— Start —

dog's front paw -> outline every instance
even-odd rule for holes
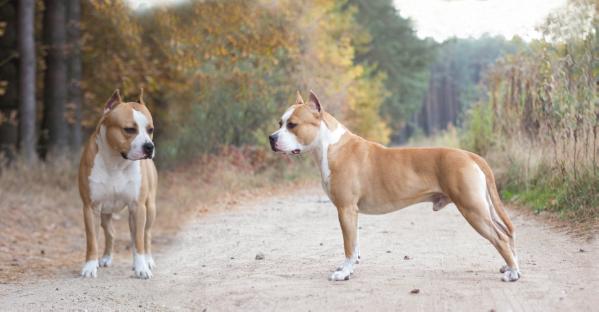
[[[335,272],[329,277],[330,281],[347,281],[349,276],[354,273],[354,262],[355,259],[346,259]]]
[[[503,277],[501,278],[504,282],[515,282],[520,279],[520,270],[513,268],[506,268]]]
[[[331,276],[329,277],[330,281],[347,281],[349,280],[349,276],[351,275],[351,272],[349,270],[336,270],[335,272],[333,272],[331,274]]]
[[[148,264],[150,270],[154,270],[156,268],[156,262],[154,262],[152,255],[146,255],[146,263]]]
[[[107,266],[111,266],[111,265],[112,265],[112,256],[111,255],[107,255],[107,256],[100,258],[100,266],[101,267],[107,267]]]
[[[146,257],[144,255],[135,255],[135,264],[134,264],[135,277],[141,279],[149,279],[152,278],[152,271],[146,262]]]
[[[97,277],[98,276],[98,260],[90,260],[83,265],[81,269],[81,276],[83,277]]]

— End —

*INSTRUCTION:* Reproduce all of the data exactly; the pictures do not belong in the copy.

*OUTPUT:*
dog's front paw -> outline every instance
even-odd rule for holes
[[[335,272],[329,277],[330,281],[347,281],[349,276],[354,273],[354,262],[355,259],[346,259]]]
[[[503,277],[501,278],[504,282],[515,282],[520,279],[520,270],[513,268],[506,268]]]
[[[331,276],[329,277],[330,281],[347,281],[349,280],[349,276],[351,275],[351,272],[349,270],[336,270],[335,272],[333,272],[331,274]]]
[[[148,264],[150,270],[154,270],[156,268],[156,262],[154,262],[152,255],[146,255],[146,263]]]
[[[107,266],[111,266],[111,265],[112,265],[112,256],[111,255],[107,255],[107,256],[100,258],[100,266],[101,267],[107,267]]]
[[[146,257],[144,255],[135,255],[135,264],[134,264],[135,277],[141,279],[149,279],[152,278],[152,271],[146,262]]]
[[[97,277],[98,276],[98,260],[90,260],[83,265],[81,269],[81,276],[83,277]]]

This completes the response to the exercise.